> **TASK**:
Please find every line in the data below that contains the string "rough", matching case exactly, and copy each of those lines.
[[ MATERIALS PROVIDED open ]]
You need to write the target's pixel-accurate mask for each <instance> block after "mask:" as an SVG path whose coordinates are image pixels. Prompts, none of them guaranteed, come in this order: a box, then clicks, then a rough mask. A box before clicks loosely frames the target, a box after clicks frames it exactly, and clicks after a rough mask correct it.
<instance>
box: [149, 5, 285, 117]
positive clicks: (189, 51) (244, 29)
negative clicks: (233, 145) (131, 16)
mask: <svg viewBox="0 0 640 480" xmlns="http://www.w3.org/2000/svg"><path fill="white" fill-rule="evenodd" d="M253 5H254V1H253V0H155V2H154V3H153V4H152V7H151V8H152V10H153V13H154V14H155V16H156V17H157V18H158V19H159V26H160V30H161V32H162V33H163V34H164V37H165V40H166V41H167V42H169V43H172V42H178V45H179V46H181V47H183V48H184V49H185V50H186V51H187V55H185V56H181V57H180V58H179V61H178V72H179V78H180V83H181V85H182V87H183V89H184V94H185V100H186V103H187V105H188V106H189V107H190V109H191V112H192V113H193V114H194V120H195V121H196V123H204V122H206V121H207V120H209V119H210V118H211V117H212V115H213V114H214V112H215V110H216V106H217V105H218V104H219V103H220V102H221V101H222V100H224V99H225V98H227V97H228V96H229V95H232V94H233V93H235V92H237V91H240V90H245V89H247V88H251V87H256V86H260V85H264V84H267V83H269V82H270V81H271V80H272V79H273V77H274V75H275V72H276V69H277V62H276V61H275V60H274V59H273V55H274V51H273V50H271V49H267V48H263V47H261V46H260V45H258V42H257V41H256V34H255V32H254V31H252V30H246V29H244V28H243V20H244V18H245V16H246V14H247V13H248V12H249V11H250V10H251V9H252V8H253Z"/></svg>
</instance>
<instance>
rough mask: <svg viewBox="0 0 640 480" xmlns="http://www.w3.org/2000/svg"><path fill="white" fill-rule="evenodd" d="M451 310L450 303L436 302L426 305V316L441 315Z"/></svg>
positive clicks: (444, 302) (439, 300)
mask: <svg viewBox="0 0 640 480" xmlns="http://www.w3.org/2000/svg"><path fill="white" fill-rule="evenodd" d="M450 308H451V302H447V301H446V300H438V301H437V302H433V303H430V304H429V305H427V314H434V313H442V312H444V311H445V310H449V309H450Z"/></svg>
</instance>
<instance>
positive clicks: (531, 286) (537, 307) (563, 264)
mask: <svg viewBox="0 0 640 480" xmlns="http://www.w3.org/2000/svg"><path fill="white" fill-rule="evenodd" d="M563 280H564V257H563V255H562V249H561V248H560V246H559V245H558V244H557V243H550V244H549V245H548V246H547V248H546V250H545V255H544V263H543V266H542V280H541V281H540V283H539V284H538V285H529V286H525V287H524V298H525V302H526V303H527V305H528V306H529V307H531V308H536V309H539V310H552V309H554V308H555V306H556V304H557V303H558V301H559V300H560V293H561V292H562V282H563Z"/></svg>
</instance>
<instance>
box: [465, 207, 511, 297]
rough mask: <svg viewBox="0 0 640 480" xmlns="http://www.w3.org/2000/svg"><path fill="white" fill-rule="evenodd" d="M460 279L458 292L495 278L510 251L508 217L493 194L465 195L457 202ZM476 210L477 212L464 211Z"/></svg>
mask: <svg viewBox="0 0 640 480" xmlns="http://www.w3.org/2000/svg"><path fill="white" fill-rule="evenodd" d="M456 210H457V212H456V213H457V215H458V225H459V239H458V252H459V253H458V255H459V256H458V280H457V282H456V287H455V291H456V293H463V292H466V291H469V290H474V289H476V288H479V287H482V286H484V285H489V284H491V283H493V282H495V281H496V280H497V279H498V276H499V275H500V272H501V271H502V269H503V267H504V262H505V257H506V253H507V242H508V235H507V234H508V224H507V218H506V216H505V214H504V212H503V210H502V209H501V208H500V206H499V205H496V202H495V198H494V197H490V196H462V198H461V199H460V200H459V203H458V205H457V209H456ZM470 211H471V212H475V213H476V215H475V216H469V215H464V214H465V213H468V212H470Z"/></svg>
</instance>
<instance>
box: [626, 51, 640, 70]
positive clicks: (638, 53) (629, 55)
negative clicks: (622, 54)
[[ MATERIALS PROVIDED closed ]]
> **EXERCISE OUTPUT**:
You need to write the target's pixel-accurate mask for each <instance> block after "mask:" as an SVG path whose coordinates are image pixels. Prompts, none of them guaranteed, come in this order: a box, then clicks, then a rough mask. A box before clicks loosely frames the target, a box after clicks frames it exactly, and clicks after a rough mask correct it.
rough mask: <svg viewBox="0 0 640 480" xmlns="http://www.w3.org/2000/svg"><path fill="white" fill-rule="evenodd" d="M451 310L450 303L436 302L426 305V316L441 315Z"/></svg>
rough mask: <svg viewBox="0 0 640 480" xmlns="http://www.w3.org/2000/svg"><path fill="white" fill-rule="evenodd" d="M460 279L458 292L495 278L510 251L508 217L493 194L465 195L457 202ZM476 210L477 212L464 211Z"/></svg>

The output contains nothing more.